[Assignment] Copy every line from the one containing "I need to find the distant mountain" through the last line of the records below, both included, and nothing else.

[Given records]
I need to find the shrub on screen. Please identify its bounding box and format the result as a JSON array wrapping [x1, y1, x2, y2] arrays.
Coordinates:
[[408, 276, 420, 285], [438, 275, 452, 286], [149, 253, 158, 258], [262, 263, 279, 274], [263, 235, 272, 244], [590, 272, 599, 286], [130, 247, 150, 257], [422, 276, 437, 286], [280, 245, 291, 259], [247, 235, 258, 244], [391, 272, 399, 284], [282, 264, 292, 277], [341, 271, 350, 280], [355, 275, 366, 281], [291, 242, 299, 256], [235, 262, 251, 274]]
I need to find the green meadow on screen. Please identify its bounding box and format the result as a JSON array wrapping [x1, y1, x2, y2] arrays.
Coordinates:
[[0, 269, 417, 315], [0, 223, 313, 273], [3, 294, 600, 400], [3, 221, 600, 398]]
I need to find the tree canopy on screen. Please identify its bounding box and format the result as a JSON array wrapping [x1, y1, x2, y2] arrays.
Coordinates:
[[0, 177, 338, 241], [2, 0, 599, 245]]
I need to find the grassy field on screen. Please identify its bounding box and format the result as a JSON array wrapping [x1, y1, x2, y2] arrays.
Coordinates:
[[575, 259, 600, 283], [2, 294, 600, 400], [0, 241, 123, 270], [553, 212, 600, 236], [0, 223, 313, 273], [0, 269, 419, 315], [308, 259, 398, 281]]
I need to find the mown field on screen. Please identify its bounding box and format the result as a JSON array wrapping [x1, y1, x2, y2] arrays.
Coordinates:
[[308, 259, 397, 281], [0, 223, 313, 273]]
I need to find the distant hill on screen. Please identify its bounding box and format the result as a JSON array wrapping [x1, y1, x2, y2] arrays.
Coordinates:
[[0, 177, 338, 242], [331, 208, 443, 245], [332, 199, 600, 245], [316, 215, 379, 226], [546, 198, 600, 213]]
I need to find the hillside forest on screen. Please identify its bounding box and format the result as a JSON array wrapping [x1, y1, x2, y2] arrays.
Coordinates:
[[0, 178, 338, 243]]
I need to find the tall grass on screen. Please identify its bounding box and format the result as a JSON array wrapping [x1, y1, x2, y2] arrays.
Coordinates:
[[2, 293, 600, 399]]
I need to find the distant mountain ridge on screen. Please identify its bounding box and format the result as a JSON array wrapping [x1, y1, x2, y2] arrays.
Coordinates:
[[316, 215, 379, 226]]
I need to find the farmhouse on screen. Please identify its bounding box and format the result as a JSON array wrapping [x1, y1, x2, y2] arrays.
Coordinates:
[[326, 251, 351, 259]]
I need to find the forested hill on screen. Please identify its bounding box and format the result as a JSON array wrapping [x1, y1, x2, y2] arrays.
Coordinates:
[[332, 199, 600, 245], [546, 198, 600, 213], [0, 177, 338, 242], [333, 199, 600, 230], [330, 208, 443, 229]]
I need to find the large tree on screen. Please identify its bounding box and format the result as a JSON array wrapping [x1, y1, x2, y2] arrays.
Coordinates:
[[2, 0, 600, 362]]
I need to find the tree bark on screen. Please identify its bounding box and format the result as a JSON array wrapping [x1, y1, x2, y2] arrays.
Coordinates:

[Exercise output]
I need to find the distant mountain ridge on screen. Please identify its bounding box and format the result as a JSON array wrapping [x1, y1, x2, y2] arrays.
Coordinates:
[[316, 215, 379, 226]]
I need to find the farmhouse on screen. Please identify its bounding box and format the result as a JSON array wrapping [x1, y1, x2, y2] arrays.
Coordinates:
[[326, 251, 351, 259]]
I need to find the forested hill on screen. Please identify its bounding box and format the result as a JSON array wrapping [x1, y1, x2, y2] arrays.
Coordinates:
[[332, 199, 600, 245], [546, 198, 600, 213], [0, 177, 338, 242], [333, 199, 600, 230], [330, 208, 443, 229]]
I need to find the large tree on screen. Please identify its bounding box and format the result as a JSON array wrapping [x1, y1, x2, y2] arrays.
Coordinates:
[[2, 0, 600, 362]]
I need to find the tree bark on screen. Please identify its bounding box and format the result as a JSON array wrapping [x1, y1, x2, y2] arrays.
Coordinates:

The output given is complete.